● What this task involves
Please reproduce the items below in full, replacing "record the coordinates" with "list the coordinates" wherever it occurs and leaving everything else unchanged.

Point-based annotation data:
◆ ◆ ◆ ◆ ◆ ◆ ◆
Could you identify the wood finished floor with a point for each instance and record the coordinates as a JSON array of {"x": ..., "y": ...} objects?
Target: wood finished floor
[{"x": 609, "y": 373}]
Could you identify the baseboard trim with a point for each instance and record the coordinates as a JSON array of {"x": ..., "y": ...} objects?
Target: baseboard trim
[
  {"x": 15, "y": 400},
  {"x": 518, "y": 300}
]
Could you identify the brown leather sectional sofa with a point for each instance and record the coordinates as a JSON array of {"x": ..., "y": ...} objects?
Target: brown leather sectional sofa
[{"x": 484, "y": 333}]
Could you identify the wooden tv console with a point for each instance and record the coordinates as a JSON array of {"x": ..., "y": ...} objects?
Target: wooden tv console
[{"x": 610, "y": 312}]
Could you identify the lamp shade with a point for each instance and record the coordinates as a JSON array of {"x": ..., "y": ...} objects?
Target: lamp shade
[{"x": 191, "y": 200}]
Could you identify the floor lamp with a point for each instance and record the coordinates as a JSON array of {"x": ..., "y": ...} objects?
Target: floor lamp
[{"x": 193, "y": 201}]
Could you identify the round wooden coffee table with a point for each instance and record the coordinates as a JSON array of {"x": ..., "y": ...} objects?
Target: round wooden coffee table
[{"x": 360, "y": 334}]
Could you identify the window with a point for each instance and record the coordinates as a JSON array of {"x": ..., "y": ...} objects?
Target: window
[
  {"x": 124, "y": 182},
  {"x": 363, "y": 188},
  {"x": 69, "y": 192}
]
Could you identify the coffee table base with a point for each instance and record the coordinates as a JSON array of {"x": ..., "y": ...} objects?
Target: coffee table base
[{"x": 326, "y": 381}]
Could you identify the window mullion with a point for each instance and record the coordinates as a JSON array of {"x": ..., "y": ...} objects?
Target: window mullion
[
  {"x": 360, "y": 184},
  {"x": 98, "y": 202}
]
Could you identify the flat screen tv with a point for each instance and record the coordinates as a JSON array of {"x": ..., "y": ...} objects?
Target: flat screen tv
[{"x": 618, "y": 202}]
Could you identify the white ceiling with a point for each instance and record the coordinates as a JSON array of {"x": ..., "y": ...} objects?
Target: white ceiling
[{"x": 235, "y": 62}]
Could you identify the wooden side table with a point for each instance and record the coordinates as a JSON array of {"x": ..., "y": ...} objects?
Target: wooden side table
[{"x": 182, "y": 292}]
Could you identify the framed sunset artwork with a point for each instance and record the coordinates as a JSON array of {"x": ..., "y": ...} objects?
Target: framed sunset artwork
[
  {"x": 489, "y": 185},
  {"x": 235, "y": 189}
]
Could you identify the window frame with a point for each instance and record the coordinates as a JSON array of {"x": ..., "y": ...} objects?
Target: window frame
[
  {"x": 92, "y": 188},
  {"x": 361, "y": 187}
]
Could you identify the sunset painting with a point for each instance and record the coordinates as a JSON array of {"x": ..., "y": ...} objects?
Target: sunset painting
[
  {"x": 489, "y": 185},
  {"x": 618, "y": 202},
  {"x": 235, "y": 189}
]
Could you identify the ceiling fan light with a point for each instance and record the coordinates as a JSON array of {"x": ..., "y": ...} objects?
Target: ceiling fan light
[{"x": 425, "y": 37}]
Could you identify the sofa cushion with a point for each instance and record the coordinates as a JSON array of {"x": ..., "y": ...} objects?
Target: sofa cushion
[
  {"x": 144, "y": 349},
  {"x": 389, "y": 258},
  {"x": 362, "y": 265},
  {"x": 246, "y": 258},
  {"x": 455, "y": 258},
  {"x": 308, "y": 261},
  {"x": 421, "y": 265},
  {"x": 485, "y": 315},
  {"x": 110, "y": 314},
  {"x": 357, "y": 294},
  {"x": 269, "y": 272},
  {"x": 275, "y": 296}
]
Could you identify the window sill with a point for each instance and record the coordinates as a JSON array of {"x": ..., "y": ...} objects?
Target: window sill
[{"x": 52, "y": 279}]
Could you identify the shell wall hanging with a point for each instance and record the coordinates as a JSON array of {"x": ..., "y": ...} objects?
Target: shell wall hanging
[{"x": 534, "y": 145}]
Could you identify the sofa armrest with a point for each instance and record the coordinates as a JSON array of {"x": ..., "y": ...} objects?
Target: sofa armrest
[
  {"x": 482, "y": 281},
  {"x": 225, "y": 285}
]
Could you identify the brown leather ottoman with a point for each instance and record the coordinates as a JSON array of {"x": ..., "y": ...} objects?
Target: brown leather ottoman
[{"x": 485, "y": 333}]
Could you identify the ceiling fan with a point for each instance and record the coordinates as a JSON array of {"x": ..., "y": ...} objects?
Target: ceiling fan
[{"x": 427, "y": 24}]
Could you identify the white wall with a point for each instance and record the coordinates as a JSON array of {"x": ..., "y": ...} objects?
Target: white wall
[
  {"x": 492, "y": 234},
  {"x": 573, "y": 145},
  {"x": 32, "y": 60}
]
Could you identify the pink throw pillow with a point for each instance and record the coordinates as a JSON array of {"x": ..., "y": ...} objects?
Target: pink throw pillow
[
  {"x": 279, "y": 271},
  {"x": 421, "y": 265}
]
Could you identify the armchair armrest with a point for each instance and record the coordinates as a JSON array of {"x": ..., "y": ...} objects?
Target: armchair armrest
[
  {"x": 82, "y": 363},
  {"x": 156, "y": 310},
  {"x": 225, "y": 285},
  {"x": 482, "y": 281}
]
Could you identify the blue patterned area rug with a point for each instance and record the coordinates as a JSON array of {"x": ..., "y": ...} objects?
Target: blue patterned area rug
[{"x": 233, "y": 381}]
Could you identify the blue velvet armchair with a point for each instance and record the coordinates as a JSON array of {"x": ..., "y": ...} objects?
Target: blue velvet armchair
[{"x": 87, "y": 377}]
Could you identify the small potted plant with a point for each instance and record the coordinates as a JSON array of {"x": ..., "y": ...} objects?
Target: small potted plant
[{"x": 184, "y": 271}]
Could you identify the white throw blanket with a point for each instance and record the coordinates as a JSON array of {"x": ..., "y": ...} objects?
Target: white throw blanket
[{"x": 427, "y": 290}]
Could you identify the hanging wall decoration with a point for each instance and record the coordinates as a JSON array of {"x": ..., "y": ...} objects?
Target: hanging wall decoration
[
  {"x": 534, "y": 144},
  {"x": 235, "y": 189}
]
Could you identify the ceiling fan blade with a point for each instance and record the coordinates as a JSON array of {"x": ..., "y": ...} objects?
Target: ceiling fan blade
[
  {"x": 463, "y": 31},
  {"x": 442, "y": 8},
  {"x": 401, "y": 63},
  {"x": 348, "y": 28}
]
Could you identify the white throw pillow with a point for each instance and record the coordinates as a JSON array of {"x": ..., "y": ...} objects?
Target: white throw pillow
◆ ◆ ◆ ◆ ◆ ◆ ◆
● Answer to the problem
Could you identify the wood finished floor with a point for each instance and list the coordinates as a JSON array of {"x": ..., "y": ...} objects?
Target: wood finished floor
[{"x": 609, "y": 373}]
Could you identify the baseboard trim with a point for each instance and list the coordinates as a JSON array of {"x": ..., "y": ...} objects?
Target: baseboard trim
[
  {"x": 15, "y": 400},
  {"x": 518, "y": 300}
]
Could you identify the brown leather sectional sofa with a point for each instance and list the coordinates as a JSON array of {"x": ..., "y": ...} objects?
Target: brown leather sectional sofa
[{"x": 484, "y": 333}]
Could you identify the wooden tv console with a point for each instance and list the coordinates as a JSON array of {"x": ..., "y": ...} objects?
Target: wooden tv console
[{"x": 610, "y": 312}]
Could you identify the lamp shade with a point for each instance and list the coordinates as a JSON array of {"x": ..., "y": ...} objects?
Target: lamp shade
[{"x": 191, "y": 200}]
Could you identify the floor lamp with a point for each instance and list the coordinates as a JSON array of {"x": ..., "y": ...} objects?
Target: floor lamp
[{"x": 193, "y": 201}]
Could you identify the round wooden coffee table with a point for each instance and list the coordinates as a JSON array of {"x": ..., "y": ...} objects?
Target: round wooden coffee table
[{"x": 360, "y": 334}]
Could you identify the window with a point for each instance and list the coordinates as a JSON array of {"x": ..., "y": ...} objects?
Target: window
[
  {"x": 124, "y": 182},
  {"x": 363, "y": 188},
  {"x": 69, "y": 192}
]
Could you identify the coffee table base with a point for each instance and list the coordinates as a JSON array of {"x": ..., "y": ...} objects?
Target: coffee table base
[{"x": 326, "y": 381}]
Could you identify the window mullion with a point for each instance and list the coordinates as a JSON array of {"x": ..., "y": ...} objects?
Target: window mullion
[
  {"x": 360, "y": 184},
  {"x": 98, "y": 202}
]
Could you identify the flat screen tv with a point for each instance and list the coordinates as a JSON array of {"x": ..., "y": ...} objects?
Target: flat screen tv
[{"x": 618, "y": 202}]
Could you identify the white ceiling with a point for each instance and list the coordinates as a JSON array of {"x": ..., "y": ...} objects?
Target: white ceiling
[{"x": 235, "y": 62}]
Could you identify the wooden side table with a point for each instance and list the coordinates as a JSON array of {"x": ..., "y": ...} objects?
Target: wooden side table
[{"x": 182, "y": 292}]
Could you identify the framed sunset artwork with a point for each instance and list the coordinates as a JSON array of {"x": ..., "y": ...} objects?
Target: framed sunset artwork
[
  {"x": 489, "y": 185},
  {"x": 235, "y": 189}
]
Could you identify the window frame with a point for each instance and list the coordinates as a JSON array of {"x": ..., "y": ...} objects?
Target: window frame
[
  {"x": 92, "y": 188},
  {"x": 361, "y": 187}
]
Could you identify the sunset painting with a point for each instance and list the coordinates as a JSON array of {"x": ..., "y": ...} objects?
Target: sunset painting
[
  {"x": 489, "y": 185},
  {"x": 618, "y": 202},
  {"x": 235, "y": 189}
]
Could you identify the ceiling fan light with a point for each instance and list the coordinates as a JSON array of {"x": ..., "y": ...} objects?
Target: ceiling fan light
[{"x": 425, "y": 37}]
Could you identify the sofa cushion with a point for each instance and list the coordinates as a JSON array of {"x": ..., "y": ...} objects?
Target: sofa cushion
[
  {"x": 144, "y": 349},
  {"x": 389, "y": 258},
  {"x": 362, "y": 265},
  {"x": 246, "y": 258},
  {"x": 455, "y": 258},
  {"x": 308, "y": 261},
  {"x": 421, "y": 265},
  {"x": 485, "y": 315},
  {"x": 110, "y": 314},
  {"x": 357, "y": 294},
  {"x": 269, "y": 272},
  {"x": 275, "y": 296}
]
Could you identify the window sill with a point for each instance and list the coordinates as a JSON array of {"x": ..., "y": ...} objects?
Target: window sill
[{"x": 52, "y": 279}]
Could you identify the shell wall hanging with a point for each instance and list the coordinates as a JSON array of {"x": ..., "y": ...} objects?
Target: shell wall hanging
[{"x": 534, "y": 145}]
Could you identify the sofa armrest with a point for each instance and list the coordinates as a JSON array of {"x": ..., "y": ...} objects?
Target: sofa armrest
[
  {"x": 482, "y": 281},
  {"x": 225, "y": 285}
]
Could you identify the brown leather ottoman with a point for each instance and list the coordinates as a JSON array of {"x": ..., "y": ...} objects?
Target: brown leather ottoman
[{"x": 485, "y": 333}]
Could you identify the ceiling fan with a point for each instance and list the coordinates as a JSON array of {"x": ..., "y": ...} objects?
Target: ceiling fan
[{"x": 427, "y": 24}]
Could you identify the white wall with a point for each instance and list the coordinates as a JSON array of {"x": ..., "y": ...} objects?
Target: white wall
[
  {"x": 492, "y": 234},
  {"x": 573, "y": 145},
  {"x": 32, "y": 60}
]
Could you identify the pink throw pillow with a point for each instance and list the coordinates as a JSON array of {"x": ..., "y": ...} objects?
Target: pink throw pillow
[
  {"x": 279, "y": 271},
  {"x": 421, "y": 265}
]
Could you identify the armchair armrest with a point for each instance and list the coordinates as a JSON array of {"x": ..., "y": ...} objects?
Target: armchair armrest
[
  {"x": 82, "y": 363},
  {"x": 156, "y": 310},
  {"x": 225, "y": 285},
  {"x": 482, "y": 281}
]
Could you identify the blue patterned area rug with a point for each instance and list the coordinates as a JSON array of {"x": ..., "y": ...} objects?
Target: blue patterned area rug
[{"x": 233, "y": 381}]
Could you identify the blue velvet armchair with a point for each instance and list the coordinates as a JSON array of {"x": ..., "y": ...} objects?
Target: blue velvet armchair
[{"x": 87, "y": 377}]
Could you identify the small potted plant with a point for each instance and list the coordinates as a JSON array of {"x": ..., "y": ...} objects?
Target: small potted plant
[{"x": 184, "y": 271}]
Could you identify the white throw blanket with a point for each instance and list the coordinates as a JSON array of {"x": ..., "y": ...} objects?
Target: white throw blanket
[{"x": 427, "y": 290}]
Could you identify the hanging wall decoration with a point for each instance and list the coordinates as a JSON array of {"x": ..., "y": ...} objects?
Target: hanging wall decoration
[
  {"x": 534, "y": 144},
  {"x": 235, "y": 189}
]
Could you identify the ceiling fan blade with a point for each instance and list the coordinates as a JSON array of {"x": ..., "y": ...} objects?
Target: ceiling fan blade
[
  {"x": 463, "y": 31},
  {"x": 442, "y": 8},
  {"x": 401, "y": 63},
  {"x": 348, "y": 28}
]
Could you identify the white throw pillow with a point for each instance and list the coordinates as a JSON array of {"x": ..., "y": ...} objects?
Target: white throw pillow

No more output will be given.